### The tasks
1. In the essay about hosting Thanksgiving for British guests, during which decade did the writer live in England?
2. Continue the essay about hosting Thanksgiving for British guests, starting after its final paragraph.

### Text block

--*--

Thanksgiving has a different flavor in our house. But not as much of a different flavor as it would have if we let the Brits have their say. Their say? Why, of all holidays, should the British have ANYTHING to say about Thanksgiving? I ask myself that question every year. And every year, I conclude that it’s my fault for trying to spread the Gospel of Thanksgiving to a group who might be termed “Thanksgiving Infidels”.

Let me clarify that I didn’t wake up one November morning and decide I should host a Thanksgiving every year where Brits outnumbered Yanks by a wide margin (they insist on bringing in ringers such as mothers, cousins, friends to better their odds). As with most things, it was a slow and insidious slide downward. The slippery slope started when I married a Brit. At first, it seemed as if I was on to something. I almost had him convinced that a key Thanksgiving tradition was the custom of buying large expensive presents for your significant other. Then I went into business with another Brit who wound up joining us for every Thanksgiving. After ten years of our Thanksgivings, he’s still unclear on the concept.

“Let me get this straight. This is a holiday where all you do is eat, then lie around for four days?”

“Yup. That’s pretty much the routine.”

“So no presents. No obligations. Just show up and eat.”

“That’s the deal.”

In retrospect, I shouldn’t have wasted so much time on his education. He ended up marrying an American and she might have had better luck with that “large expensive present for your significant other” scam.

But I’m willing to forget my failure with the presents. The real battleground at our Thanksgivings is the food.

Years of a good economy and the rise of internationally ranked British chefs like Gordon Ramsay and Jamie Oliver have put to bed the myth of bad British food. (And take it from someone who lived in England in the Seventies, the food was never that bad once you got away from fast food and institutional cooking. It was simple with an emphasis on fresh produce, seafood and meat cooked better than anyone else can cook it.)

--*--

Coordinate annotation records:
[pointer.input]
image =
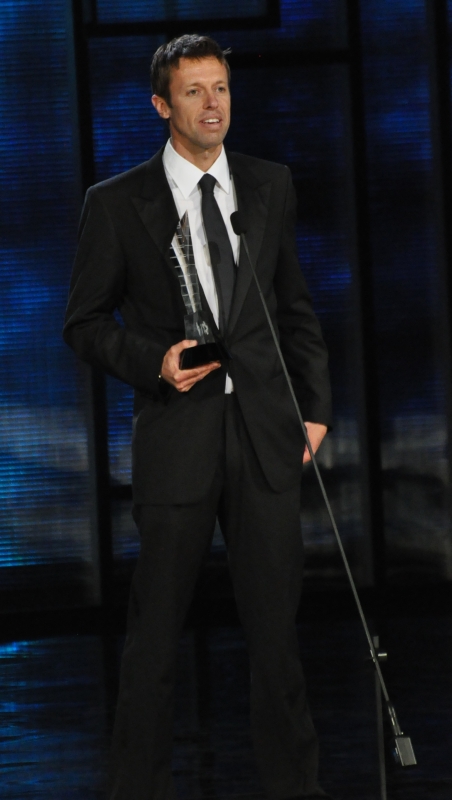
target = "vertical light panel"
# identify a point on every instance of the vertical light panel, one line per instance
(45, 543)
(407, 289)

--*--

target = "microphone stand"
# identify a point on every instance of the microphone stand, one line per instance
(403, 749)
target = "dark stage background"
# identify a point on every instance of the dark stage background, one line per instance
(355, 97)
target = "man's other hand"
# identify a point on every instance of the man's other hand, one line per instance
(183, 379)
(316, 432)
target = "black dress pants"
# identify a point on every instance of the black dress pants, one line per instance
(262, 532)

--*--

### Task-by-task outputs
1. The Seventies.

2.
The problem with British cooking is British tradition. Or British obstanency. For a nation with an extremely limited collective palette, the British make up for it with a set of “food rules” more involved than the Magna Carta.

“Oh no,” my husband will say, “I don’t think you can serve carrots without peas. And peas must be minted.”

I’ve learned to give no quarter on these points: “Sorry, if those rules came from an Act of Parliament or an edict by Henry VIII, they are not applicable here. We fought a Revolutionary War to escape the Minted Pea Act.”

At our Thanksgiving, the first conflict is always The Battle of the Orange Vegetables. It should be noted that orange vegetables, unless they are carrots, are not something the British would ever contemplate eating — even if stranded on a desert island and needing an accompaniment to a boiled shoe.

Our friend Julian usually fires the first salvo. As a former divinity student at Oxford, he can argue and win arcane points such as how many angels on the head of a pin would not eat a bite of squash even if it meant eternal damnation. Julian leads the argument that orange vegetables should be banished from the table. But since orange vegetables — pumpkin, squash, sweet potatoes — are pretty much the cornerstone of Thanksgiving, this is where I feel I need to hold the line.

I’ve tried disguising orange vegetables with huge amounts of cream, butter, cointreau, brown sugar. No luck. Now I just make it the price of admission and Julian grudgingly agrees to entertain one “obligatory orange vegetable.”

But he and the other Brits draw the line at pumpkin. As Julian’s wife, Vickie, says, “Pumpkin is a silly vegetable.”

The second battle line is the main course. My husband, Andy, usually leads this charge.

“I was thinking, maybe we could do something different this year. Let’s have a goose or wild boar or a pheasant.”

The answer has to be swift and definative: “Andy, the menu at Thanksgiving is non-negotiable. No substitutions. No ringers. No alternatives. Just what the Pilgrims would have eaten.”

This has caused a lot of research among the British set.

“I read that the Indians brought venison. Let’s have a haunch of venison.”

It’s been worse in the past few years when two Scots, Jan and Andrew, have joined our merry band.

“We have to have a single malt tasting.”

“I don’t think the Pilgrims had Scotch.”

“Sailing across the ocean with no Scotch? Didn’t happen. Scotch is traditional Thanksgiving fare.”

So a single malt tasting is now part of our Thanksgiving tradition. But after the main event. I was forwarded this recipe for British Turkey with Whiskey Glaze (shown above.) Thanks, but I won’t be serving it.

As you can see, this is how traditions are eroded, by being chipped at around the edges. We’ve held the line on the main course and sides, but the Brits are making serious inroads.

For the past several years, an amazing appetizer spread has been provided by Julian, including foie gras, caviar, smoke salmon and loads of champagne.

“This is great, Julian, but, of course, it’s not traditional.”

“Nonsense. This is what the French and Russian and Scottish Pilgrims brought. I researched it at the Bodlian Library last time I was there.”

I’m letting this one stand.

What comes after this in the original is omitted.